— start of Recorded data —

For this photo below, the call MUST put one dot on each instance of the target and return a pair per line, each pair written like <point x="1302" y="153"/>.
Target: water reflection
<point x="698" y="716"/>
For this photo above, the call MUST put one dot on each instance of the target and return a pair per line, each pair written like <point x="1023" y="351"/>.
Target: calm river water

— end of Recorded data —

• Directions: Write out the lines above again, swapping every "dot" for "mark" and keeping everything else the same.

• Written response:
For this photo below, the call MUST put one mark on each instance of the target and return a pair per line, each pair written like <point x="1302" y="153"/>.
Target: water reflection
<point x="698" y="716"/>
For this photo above, the call MUST put one mark on each instance of the target and return a pair per line, each pair written like <point x="1023" y="351"/>.
Target: calm river water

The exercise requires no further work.